Excerto:

::::::::

Rui Rio chegou esta quarta-feira à noite às Caldas da Rainha a garantir, ironicamente, que estava “cheiinho de medo” dos críticos internos. Riu-se com a pergunta dos jornalistas sobre se tinha receio de que o eco das críticas chegasse até ali, e entrou na sala onde iria decorrer o seu terceiro conselho nacional. Não tinha medo disso. Certo é que, com medo ou sem medo, o que encontrou dentro de portas foi isso mesmo: muito mais críticas do que defesas. Segundo relatos feitos ao Observador, de um total de dez conselheiros que se inscreveram para falar, sete fizeram-no para criticar o modo de atuação que tem sido seguido pelo líder. A voz mais audível foi a do ex-líder parlamentar Hugo Soares, que disse que não admitia “levar lições de militância” de ninguém, mas até Virgínia Estorninho, uma histórica militante de Lisboa do tempo de Francisco Sá Carneiro o acusou de ser um “general sem tropas”.

No final do desfile de críticas, e segundo informações dadas aos jornalistas pelo presidente da mesa, Paulo Mota Pinto, Rio limitou-se a responder “às questões concretas e factuais” dos conselheiros, deixando de fora “perceções” baseadas em “distorções de palavras que não disse”. Feitas as contas, ao fim de dez intervenções, o líder do partido apenas deu explicações sobre o episódio mais recente da “taxa Robles”, onde tinha sido acusado de ter ficado ao lado dos bloquistas na criação de um imposto para combater a especulação imobiliária. Tudo o resto ficou de fora: Rio não fez, sequer, qualquer intervenção de fundo como é hábito nos conselhos nacionais, pedindo apenas a palavra para responder sinteticamente aos golpes desferidos e, depois, para apresentar em linhas gerais a proposta do partido para a política de saúde. Mas até aí foi parco nas palavras, passando o microfone ao coordenador do Conselho Estratégico Nacional responsável pelo documento, que usou um powerpoint para detalhar as medidas numa altura em que já passava da meia-noite e a sala do Centro de Congressos das Caldas da Rainha já estava a meio gás.

::::::::

Objetivo 1:
Reproduza tal como estão os registos que começam na linha que contém "Could you put a marker on each instance of the bird" e terminam na linha que contém "point(158, 255)", com ambas incluídas.

Uma sequência de registos:
::::::::

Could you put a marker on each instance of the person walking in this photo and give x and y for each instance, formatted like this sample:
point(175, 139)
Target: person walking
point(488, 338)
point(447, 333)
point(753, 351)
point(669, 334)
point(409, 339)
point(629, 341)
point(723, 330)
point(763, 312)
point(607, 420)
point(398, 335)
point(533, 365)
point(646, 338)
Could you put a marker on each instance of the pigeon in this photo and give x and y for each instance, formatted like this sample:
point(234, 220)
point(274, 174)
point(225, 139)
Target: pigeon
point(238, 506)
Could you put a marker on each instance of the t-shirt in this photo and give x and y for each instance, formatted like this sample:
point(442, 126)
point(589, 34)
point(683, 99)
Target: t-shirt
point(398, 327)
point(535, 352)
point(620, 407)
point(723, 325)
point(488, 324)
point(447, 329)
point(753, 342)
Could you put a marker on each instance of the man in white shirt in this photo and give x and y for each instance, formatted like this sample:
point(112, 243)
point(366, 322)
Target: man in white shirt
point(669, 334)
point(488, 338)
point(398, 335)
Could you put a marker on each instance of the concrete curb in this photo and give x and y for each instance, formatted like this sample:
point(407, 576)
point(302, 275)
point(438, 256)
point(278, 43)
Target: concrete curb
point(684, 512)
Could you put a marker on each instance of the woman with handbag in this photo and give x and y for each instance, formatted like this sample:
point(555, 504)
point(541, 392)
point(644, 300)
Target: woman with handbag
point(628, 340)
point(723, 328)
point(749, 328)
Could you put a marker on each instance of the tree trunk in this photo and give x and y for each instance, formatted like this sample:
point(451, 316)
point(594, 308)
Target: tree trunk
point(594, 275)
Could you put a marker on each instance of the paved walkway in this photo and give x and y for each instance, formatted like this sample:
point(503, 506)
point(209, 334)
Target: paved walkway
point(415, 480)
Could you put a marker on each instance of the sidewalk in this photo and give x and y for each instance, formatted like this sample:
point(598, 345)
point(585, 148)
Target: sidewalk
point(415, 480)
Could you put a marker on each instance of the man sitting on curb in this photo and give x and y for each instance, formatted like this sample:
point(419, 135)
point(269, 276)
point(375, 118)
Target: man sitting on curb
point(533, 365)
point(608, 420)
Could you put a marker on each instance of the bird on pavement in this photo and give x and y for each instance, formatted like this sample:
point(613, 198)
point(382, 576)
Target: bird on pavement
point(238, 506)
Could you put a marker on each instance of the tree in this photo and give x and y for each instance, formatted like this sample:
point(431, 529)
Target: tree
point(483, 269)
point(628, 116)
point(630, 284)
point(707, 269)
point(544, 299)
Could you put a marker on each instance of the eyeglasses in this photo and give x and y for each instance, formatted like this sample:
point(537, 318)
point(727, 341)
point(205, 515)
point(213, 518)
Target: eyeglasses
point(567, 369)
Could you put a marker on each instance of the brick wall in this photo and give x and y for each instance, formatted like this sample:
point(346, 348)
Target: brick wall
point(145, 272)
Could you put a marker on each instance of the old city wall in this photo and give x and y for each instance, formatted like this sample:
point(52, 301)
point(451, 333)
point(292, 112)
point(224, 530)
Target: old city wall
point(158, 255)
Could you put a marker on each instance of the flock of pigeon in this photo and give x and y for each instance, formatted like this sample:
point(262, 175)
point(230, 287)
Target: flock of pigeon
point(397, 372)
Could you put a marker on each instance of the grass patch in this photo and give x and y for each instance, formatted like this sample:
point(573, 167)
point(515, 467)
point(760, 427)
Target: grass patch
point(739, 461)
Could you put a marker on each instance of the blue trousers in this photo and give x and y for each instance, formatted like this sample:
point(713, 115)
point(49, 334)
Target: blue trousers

::::::::

Objetivo 2:
Por favor, prossiga o excerto sobre o conselho nacional de Rui Rio nas Caldas da Rainha a partir da sua última frase.

Resultado da tarefa 1:
Could you put a marker on each instance of the bird on pavement in this photo and give x and y for each instance, formatted like this sample:
point(613, 198)
point(382, 576)
Target: bird on pavement
point(238, 506)
Could you put a marker on each instance of the tree in this photo and give x and y for each instance, formatted like this sample:
point(431, 529)
Target: tree
point(483, 269)
point(628, 116)
point(630, 284)
point(707, 269)
point(544, 299)
Could you put a marker on each instance of the eyeglasses in this photo and give x and y for each instance, formatted like this sample:
point(537, 318)
point(727, 341)
point(205, 515)
point(213, 518)
Target: eyeglasses
point(567, 369)
Could you put a marker on each instance of the brick wall in this photo and give x and y for each instance, formatted like this sample:
point(346, 348)
Target: brick wall
point(145, 272)
Could you put a marker on each instance of the old city wall in this photo and give x and y for each instance, formatted like this sample:
point(52, 301)
point(451, 333)
point(292, 112)
point(224, 530)
Target: old city wall
point(158, 255)

Resultado da tarefa 2:
A ação concentrou-se, por isso, no chamado “período antes da ordem do dia”. Isto é, no ponto onde os conselheiros se podem inscrever para falar antes de a mesa dar início aos trabalhos propriamente ditos. O regulamento do conselho nacional dita que esse período não deve ultrapassar os 60 minutos, mas foram tantas as inscrições que o debate se estendeu desde perto das 22h até quase à meia-noite. Fora de portas, mal a reunião tinha começado e já chegavam os rumores: “isto está animado”, “está a ser uma reunião de que não há memória”, “todos os que falam estão a criticar a liderança”.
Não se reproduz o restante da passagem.